**The problem:** Report every line in the rows below that contains the word "woman", copying each one in full.

Object point labels
◆ ◆ ◆ ◆
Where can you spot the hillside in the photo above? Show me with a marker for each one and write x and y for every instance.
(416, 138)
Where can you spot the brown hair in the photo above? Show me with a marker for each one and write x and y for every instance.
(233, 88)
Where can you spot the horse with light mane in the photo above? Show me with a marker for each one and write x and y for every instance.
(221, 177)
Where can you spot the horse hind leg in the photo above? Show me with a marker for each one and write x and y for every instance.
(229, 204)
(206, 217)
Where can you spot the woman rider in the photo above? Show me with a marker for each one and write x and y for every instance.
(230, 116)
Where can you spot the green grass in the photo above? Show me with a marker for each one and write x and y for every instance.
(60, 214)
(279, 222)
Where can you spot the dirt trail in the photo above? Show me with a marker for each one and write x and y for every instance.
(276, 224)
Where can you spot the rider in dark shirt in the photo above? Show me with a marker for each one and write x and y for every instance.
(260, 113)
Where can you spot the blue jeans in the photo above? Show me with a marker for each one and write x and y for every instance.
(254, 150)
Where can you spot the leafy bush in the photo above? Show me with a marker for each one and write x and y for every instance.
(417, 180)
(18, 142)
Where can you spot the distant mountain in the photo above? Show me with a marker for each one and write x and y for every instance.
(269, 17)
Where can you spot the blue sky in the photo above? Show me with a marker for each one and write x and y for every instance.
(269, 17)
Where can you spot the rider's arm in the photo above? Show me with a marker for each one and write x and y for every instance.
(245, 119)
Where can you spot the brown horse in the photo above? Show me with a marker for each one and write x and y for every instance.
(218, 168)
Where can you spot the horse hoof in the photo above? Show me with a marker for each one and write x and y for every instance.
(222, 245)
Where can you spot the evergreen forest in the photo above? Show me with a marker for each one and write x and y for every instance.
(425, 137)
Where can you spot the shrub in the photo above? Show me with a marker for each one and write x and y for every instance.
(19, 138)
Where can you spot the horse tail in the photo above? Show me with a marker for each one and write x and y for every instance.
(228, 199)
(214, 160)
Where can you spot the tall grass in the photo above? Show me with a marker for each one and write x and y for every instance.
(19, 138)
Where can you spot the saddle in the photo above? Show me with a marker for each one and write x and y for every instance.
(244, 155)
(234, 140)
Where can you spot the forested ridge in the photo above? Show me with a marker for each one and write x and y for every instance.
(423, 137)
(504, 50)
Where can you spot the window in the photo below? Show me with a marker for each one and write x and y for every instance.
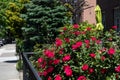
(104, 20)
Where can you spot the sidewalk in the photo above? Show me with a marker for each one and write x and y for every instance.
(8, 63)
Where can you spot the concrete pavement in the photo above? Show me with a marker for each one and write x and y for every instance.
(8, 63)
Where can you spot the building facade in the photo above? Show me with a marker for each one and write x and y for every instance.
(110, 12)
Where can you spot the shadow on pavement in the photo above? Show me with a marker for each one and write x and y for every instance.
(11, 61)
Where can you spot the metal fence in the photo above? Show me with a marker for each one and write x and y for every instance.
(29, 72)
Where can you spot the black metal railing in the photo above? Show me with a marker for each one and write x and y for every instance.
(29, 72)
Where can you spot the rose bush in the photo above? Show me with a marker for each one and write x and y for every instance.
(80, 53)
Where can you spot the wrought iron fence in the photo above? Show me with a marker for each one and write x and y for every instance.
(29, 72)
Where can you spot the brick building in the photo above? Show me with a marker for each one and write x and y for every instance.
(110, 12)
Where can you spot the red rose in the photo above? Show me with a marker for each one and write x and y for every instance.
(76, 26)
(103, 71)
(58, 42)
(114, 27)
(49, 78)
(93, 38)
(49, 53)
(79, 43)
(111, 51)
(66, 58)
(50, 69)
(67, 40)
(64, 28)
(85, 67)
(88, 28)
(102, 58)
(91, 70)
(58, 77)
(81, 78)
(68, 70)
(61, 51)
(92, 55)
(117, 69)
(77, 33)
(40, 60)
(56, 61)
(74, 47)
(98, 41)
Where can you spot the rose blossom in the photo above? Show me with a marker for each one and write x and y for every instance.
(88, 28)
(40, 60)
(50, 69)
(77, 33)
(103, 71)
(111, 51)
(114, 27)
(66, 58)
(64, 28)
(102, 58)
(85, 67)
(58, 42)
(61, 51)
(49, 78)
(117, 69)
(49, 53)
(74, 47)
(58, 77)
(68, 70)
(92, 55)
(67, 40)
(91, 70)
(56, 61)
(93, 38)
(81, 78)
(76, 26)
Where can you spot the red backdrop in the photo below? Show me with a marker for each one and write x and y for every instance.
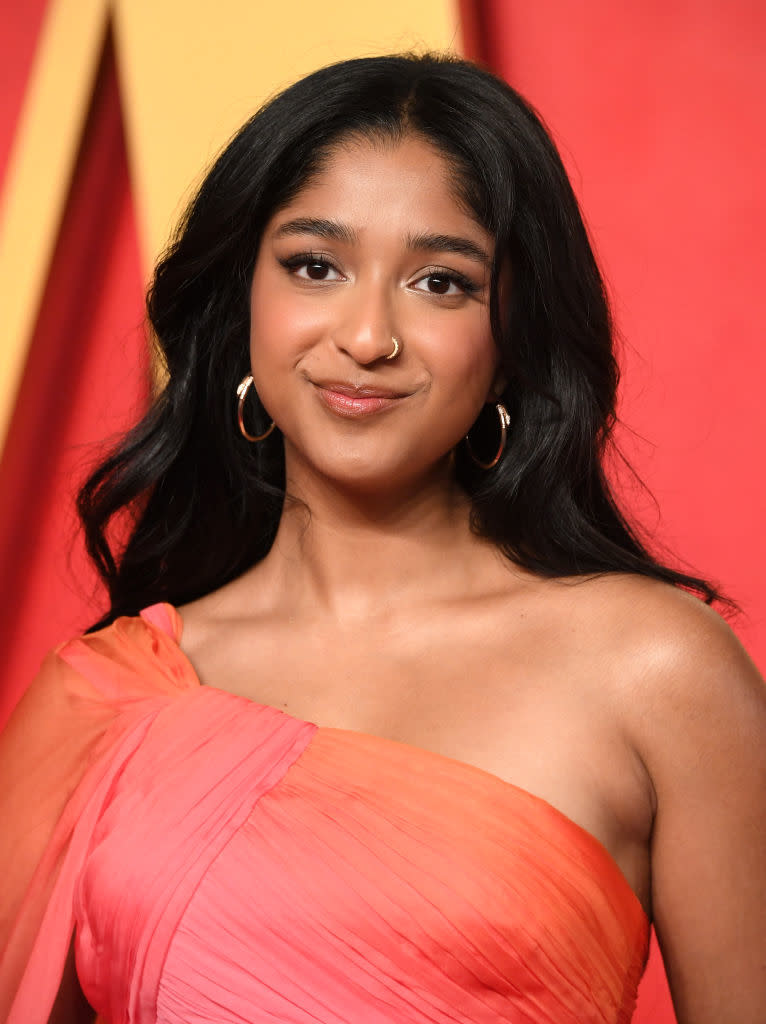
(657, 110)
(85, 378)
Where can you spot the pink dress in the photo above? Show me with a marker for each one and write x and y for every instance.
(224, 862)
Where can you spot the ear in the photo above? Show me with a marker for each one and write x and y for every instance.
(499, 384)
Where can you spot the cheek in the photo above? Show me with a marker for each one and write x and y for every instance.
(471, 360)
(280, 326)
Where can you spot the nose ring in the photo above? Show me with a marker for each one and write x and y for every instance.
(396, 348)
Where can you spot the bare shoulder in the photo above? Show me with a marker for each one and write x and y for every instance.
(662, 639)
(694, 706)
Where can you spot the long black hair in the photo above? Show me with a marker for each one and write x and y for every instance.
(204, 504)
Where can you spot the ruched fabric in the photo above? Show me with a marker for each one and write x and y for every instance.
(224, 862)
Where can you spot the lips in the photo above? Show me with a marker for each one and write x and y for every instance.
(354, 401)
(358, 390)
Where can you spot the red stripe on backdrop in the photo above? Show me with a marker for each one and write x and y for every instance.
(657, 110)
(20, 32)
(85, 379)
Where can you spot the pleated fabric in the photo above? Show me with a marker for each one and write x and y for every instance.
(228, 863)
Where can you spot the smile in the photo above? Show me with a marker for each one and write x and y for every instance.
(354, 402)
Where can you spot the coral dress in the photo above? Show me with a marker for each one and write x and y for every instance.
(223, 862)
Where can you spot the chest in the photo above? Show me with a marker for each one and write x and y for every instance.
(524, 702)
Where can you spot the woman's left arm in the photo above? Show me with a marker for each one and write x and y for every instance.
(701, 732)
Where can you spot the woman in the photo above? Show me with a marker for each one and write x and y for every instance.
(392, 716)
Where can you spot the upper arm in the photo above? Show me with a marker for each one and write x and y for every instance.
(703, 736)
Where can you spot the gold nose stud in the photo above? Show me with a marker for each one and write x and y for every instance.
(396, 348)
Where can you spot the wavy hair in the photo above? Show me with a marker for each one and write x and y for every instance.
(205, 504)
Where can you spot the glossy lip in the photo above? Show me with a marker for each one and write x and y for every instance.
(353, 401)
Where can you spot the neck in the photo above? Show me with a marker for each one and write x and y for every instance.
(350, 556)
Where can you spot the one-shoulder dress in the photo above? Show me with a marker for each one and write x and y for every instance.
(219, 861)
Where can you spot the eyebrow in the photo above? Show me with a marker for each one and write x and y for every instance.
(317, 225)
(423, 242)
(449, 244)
◆ ◆ ◆ ◆
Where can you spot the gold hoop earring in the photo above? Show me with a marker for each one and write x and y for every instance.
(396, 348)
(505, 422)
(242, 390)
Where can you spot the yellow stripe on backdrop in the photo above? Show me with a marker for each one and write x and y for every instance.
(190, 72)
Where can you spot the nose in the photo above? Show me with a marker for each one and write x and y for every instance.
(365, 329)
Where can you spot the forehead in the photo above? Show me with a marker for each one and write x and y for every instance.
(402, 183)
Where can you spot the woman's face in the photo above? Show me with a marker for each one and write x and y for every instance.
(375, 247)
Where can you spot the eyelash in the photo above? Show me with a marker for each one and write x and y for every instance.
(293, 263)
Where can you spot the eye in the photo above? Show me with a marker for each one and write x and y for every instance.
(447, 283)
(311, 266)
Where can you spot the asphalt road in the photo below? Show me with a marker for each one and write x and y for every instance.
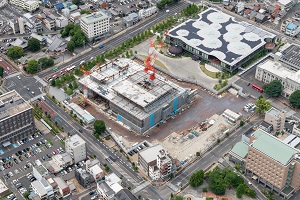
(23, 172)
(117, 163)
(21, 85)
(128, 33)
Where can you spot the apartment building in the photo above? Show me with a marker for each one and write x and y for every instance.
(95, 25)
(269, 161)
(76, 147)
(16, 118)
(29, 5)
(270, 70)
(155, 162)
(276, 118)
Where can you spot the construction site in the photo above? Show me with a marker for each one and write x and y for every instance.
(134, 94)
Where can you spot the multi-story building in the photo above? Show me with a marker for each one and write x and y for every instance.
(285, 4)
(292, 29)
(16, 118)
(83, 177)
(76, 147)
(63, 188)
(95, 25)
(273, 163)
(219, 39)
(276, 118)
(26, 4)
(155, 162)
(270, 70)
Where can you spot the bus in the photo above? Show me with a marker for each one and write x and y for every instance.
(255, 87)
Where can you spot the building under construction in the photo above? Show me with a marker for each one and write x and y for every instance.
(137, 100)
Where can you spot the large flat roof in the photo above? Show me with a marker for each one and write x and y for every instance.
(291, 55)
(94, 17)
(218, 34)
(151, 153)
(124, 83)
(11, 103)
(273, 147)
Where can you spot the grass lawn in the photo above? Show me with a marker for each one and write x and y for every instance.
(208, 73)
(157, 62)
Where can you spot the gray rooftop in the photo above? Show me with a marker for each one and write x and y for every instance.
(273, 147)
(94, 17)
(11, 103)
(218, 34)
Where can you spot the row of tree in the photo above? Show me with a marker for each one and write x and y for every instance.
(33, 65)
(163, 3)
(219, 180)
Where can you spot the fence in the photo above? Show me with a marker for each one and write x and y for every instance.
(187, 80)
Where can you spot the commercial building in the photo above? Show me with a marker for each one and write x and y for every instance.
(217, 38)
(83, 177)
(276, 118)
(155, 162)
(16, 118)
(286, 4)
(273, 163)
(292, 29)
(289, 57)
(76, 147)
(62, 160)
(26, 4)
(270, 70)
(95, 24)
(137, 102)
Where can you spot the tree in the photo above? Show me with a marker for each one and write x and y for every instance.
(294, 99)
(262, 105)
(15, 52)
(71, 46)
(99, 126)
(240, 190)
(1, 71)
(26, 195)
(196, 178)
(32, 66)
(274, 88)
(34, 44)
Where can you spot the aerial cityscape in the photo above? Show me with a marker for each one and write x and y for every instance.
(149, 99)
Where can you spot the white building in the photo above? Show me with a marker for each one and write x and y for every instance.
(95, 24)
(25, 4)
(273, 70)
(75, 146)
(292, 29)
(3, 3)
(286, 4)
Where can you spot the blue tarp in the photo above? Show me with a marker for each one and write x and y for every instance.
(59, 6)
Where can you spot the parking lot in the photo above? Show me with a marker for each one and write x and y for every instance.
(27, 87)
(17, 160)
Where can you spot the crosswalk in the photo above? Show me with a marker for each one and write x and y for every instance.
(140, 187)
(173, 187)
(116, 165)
◆ ◆ ◆ ◆
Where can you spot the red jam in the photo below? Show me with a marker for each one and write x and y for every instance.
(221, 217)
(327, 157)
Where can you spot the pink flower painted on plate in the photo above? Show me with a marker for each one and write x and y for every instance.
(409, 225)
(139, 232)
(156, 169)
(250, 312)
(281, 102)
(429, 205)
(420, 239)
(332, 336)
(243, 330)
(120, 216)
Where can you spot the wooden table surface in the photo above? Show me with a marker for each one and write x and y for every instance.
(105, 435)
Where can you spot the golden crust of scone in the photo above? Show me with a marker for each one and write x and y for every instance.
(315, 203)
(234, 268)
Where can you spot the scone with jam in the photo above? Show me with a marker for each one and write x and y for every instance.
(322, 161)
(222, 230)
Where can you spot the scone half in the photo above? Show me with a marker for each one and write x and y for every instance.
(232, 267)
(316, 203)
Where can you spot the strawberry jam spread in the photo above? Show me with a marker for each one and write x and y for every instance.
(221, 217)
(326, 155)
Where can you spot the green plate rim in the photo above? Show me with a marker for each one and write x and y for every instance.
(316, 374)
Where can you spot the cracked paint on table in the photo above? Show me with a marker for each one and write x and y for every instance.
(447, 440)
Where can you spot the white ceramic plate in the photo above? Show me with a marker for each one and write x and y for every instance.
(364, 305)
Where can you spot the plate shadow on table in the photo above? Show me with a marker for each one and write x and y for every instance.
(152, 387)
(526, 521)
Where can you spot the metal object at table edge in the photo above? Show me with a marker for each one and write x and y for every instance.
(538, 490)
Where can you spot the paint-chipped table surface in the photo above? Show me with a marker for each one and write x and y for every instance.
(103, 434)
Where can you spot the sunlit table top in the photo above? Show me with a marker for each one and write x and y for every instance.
◆ ◆ ◆ ◆
**Answer for the task:**
Where can you spot the woman rider in the photo above? Show me with a marker for each one and write x and y for every instance.
Where can you spot the woman's left arm in the photo above? Show me with a marker for each one and write x and y for every instance.
Where can you spot the woman in the photo above? Show me with a marker for each one and write x and y for every instance.
Where can you spot the woman's face in the photo above? Show me with a marker for each one and write x and y for every instance.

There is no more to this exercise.